Lo que la historia sigue reconociendo como honor patrio —reclutar menores de edad para hacer la guerra—, fue tipificado como delito en el siglo XX. A pesar de ser una práctica inherente a todos los conflictos armados, sin excepción, la sociedad de naciones apenas empezó a pensar que era inconveniente en 1977. Poco antes del fin de milenio, en 1998, fue creada la Corte Penal Internacional (CPI) que lo declaró crimen de guerra.
Un año antes de que acabara la II Guerra Mundial otro cura fundó entre las verdes montañas del Sureste de Colombia el pueblo Santa María de Boyacá. Décadas más tarde, de sus cuatro mil y tantos habitantes fueron saliendo muchas niñas, niños y adolescentes directo al conflicto armado, en ejercicio de la única posibilidad de “insertarse” en algún sistema. Las opciones siempre fueron claras: durante una época la guerrilla, luego el narcotráfico o el paramilitarismo. Y como en el resto del país, ni el Estado, ni las ONG, ni los organismos internacionales, ni los parientes saben hasta hoy cuántos fueron. “Andrés”, que entonces no se llamaba “Andrés”, me mira con amabilidad pero me lanza un mensaje de obviedad cuando le pregunto cómo fue reclutado. Cuando vives en medio de la guerra, no hay sueños. No hay futbolistas ni cantantes para emular, ni siquiera tienes ganas de estudiar. De una encuesta realizada en 2005 por el ICBF (Instituto Colombiano de Bienestar Familiar) a niños, niñas y adolescentes desvinculados del conflicto interno, la razón principal para desertar de la escuela (34%) era la de irse a un grupo armado ilegal.

= Problema planteado 1 =
Ordena como lista numerada, sin dejar líneas en blanco, el tramo del listado que va desde la línea que contiene "fur with a single marker." hasta el final del listado, con ambos extremos incluidos.

[Anotaciones de puntos para fotos]
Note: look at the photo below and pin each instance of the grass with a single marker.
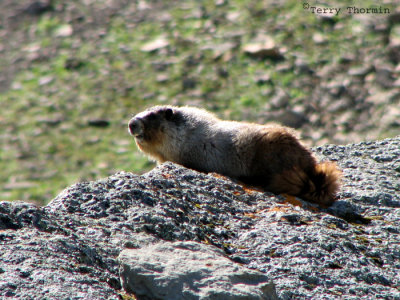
(48, 140)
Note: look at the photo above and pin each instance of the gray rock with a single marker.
(190, 270)
(69, 249)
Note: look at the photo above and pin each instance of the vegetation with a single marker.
(76, 73)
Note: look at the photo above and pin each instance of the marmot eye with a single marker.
(152, 116)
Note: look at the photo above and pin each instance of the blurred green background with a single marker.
(72, 73)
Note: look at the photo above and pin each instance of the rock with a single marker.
(264, 49)
(64, 31)
(189, 270)
(98, 122)
(78, 246)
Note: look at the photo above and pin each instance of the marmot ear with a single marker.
(169, 113)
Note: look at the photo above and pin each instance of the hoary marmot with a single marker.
(266, 156)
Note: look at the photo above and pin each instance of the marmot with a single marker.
(266, 156)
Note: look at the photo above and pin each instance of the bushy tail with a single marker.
(319, 185)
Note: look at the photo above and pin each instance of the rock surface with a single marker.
(195, 270)
(70, 248)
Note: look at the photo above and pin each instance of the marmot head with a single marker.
(153, 129)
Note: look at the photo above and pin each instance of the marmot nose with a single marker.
(134, 126)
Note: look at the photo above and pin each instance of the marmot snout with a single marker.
(267, 156)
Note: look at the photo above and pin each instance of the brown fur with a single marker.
(267, 156)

= Problema planteado 2 =
Reproduce palabra por palabra el tramo del fragmento sobre el reclutamiento de menores que va desde "Lo que la historia" hasta "crimen de guerra.".

= Respuesta escrita 1 =
1. Note: look at the photo above and pin each instance of the brown fur with a single marker.
2. (267, 156)

= Respuesta escrita 2 =
Lo que la historia sigue reconociendo como honor patrio —reclutar menores de edad para hacer la guerra—, fue tipificado como delito en el siglo XX. A pesar de ser una práctica inherente a todos los conflictos armados, sin excepción, la sociedad de naciones apenas empezó a pensar que era inconveniente en 1977. Poco antes del fin de milenio, en 1998, fue creada la Corte Penal Internacional (CPI) que lo declaró crimen de guerra.